- Textabschnitt
# YouTube: Steam Keys von YouTubern abgegriffen - So werden Spiele-Entwickler abgezockt



## MaxFalkenstern (2. Oktober 2014)

Jetzt ist Deine Meinung zu *YouTube: Steam Keys von YouTubern abgegriffen - So werden Spiele-Entwickler abgezockt* gefragt. 


				Bitte beachtet: Der Kommentarbereich wird gemäß der Forenregeln moderiert.





			Dieser Inhalt steht nur eingeloggten Mitgliedern zur Verfügung.
        

 Zum Artikel: YouTube: Steam Keys von YouTubern abgegriffen - So werden Spiele-Entwickler abgezockt


----------



## Emke (2. Oktober 2014)

Das könnte wohl der Grund sein warum die Keys auf Kinguin unter 14€ sind...


----------



## Orzhov (2. Oktober 2014)

Was hat es bitte mit "Abzocke" zu tun, wenn Entwickler/Publisher ohne vorherige Prüfung an vermeintliche "Youtuber" rausrücken? Das ist einfach nur dumm.


----------



## Sayaka (2. Oktober 2014)

Orzhov schrieb:


> Was hat es bitte mit "Abzocke" zu tun, wenn Entwickler/Publisher ohne vorherige Prüfung an vermeintliche "Youtuber" rausrücken? Das ist einfach nur dumm.


keine Ahnung, vielleicht muss man vor Erhalt des Keys vertraglich zustimmen, den nicht weiter zu verkaufen. Wenn man dann nicht genau nachprüft macht man es natürlich den Betrügern sehr einfach.
Dumm ist es von den Entwicklern, aber deshalb sollte es solche Aktionen nicht rechtfertigen.


----------



## USA911 (2. Oktober 2014)

Orzhov schrieb:


> Was hat es bitte mit "Abzocke" zu tun, wenn Entwickler/Publisher ohne vorherige Prüfung an vermeintliche "Youtuber" rausrücken? Das ist einfach nur dumm.



Das sehe ich anders. Das geht schon ins Kriminelle, weil man sich unter vortäuschung falscher Tatsachen sich Vorteile und Produkte erschleicht.


----------



## MichaelG (2. Oktober 2014)

USA911: Gebe Dir vollkommen Recht. Aber bessere Kontrollmechanismen sollten schon her. Auf gut Glauben mal eben Keys herausrücken ist auch etwas blauäugig.


----------



## Orzhov (2. Oktober 2014)

USA911 schrieb:


> Das sehe ich anders. Das geht schon ins Kriminelle, weil man sich unter vortäuschung falscher Tatsachen sich Vorteile und Produkte erschleicht.



Endet das in einer belanglosen Grundsatzdiskussion in der es darum geht wer Schuld hat? Ich habe nicht die Leute die sich Keys erschleichen in Schutz genommen, oder mich auf deren Seite geschlagen. Wie kannst du das bitte anders sehen?

- Material

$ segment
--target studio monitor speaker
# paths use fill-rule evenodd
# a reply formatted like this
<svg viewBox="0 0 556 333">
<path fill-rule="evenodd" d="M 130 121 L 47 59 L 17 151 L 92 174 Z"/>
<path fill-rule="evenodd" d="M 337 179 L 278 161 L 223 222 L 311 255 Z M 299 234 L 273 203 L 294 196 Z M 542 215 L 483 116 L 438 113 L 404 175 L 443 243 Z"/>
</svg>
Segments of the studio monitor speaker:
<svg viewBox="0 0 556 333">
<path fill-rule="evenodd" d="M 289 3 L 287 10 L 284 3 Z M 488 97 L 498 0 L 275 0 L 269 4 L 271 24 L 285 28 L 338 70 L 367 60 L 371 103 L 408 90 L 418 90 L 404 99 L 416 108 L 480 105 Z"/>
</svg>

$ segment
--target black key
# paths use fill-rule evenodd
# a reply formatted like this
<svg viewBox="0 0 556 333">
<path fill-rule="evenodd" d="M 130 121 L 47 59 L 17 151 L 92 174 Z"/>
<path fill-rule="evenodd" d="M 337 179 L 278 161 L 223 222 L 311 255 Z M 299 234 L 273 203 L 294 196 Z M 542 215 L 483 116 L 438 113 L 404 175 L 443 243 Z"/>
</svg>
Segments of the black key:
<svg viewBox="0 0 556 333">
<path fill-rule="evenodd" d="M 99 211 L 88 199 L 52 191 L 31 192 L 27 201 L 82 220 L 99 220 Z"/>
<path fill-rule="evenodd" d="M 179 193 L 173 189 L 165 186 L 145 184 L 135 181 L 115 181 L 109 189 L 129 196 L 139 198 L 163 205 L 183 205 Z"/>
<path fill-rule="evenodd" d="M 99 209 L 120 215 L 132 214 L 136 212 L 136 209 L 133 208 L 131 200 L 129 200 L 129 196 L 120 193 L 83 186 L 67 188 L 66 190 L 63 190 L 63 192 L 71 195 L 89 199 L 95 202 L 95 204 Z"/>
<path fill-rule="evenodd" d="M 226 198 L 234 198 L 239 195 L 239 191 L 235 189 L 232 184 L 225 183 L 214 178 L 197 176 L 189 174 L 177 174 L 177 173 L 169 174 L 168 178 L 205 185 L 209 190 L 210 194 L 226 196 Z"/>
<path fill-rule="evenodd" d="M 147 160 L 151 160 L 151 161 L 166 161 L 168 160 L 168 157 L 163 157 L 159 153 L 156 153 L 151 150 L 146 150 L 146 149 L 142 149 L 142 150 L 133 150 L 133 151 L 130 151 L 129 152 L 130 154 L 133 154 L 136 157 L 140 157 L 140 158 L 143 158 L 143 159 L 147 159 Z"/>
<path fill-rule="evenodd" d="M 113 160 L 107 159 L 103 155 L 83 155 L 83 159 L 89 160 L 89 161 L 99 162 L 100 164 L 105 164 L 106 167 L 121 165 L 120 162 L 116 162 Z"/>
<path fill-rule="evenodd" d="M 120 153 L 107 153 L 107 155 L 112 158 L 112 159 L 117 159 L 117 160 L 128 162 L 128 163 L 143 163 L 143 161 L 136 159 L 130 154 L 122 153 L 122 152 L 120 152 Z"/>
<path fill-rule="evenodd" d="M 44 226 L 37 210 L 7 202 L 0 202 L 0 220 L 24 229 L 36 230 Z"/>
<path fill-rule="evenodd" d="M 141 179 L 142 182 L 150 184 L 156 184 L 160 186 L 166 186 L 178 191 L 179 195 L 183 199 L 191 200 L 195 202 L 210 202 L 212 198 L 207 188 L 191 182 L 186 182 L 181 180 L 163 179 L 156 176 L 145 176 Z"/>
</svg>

- Aufgabe
Unter welchem Preis liegen die Keys auf Kinguin laut Emkes Beitrag in der Forendiskussion zu den Steam Keys? Antworte bitte mit einem Satz.

- Deine Antwort
Laut Emke liegen die Keys auf Kinguin unter 14 €.